[Begin Source data]

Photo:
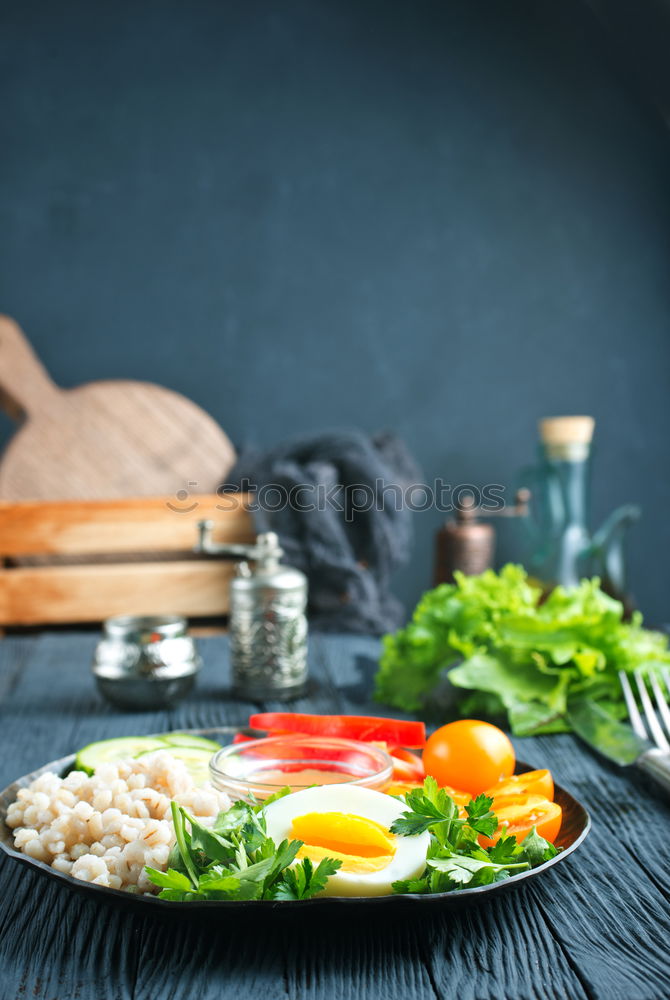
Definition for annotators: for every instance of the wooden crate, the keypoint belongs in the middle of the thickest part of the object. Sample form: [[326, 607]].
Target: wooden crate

[End Source data]
[Begin Source data]

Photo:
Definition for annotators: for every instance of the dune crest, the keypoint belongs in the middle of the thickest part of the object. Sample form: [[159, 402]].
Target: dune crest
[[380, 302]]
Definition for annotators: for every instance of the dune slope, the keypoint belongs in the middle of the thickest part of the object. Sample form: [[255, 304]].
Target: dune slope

[End Source data]

Task to complete ->
Can you transcribe the entries word for word, starting at the line that contains "form: [[255, 304]]." and stopping after the line that contains "Target: dune slope"?

Task result ->
Definition for annotators: for every instance of the dune slope, the keypoint belongs in the middle of the thickest part of the object. Sample form: [[255, 304]].
Target: dune slope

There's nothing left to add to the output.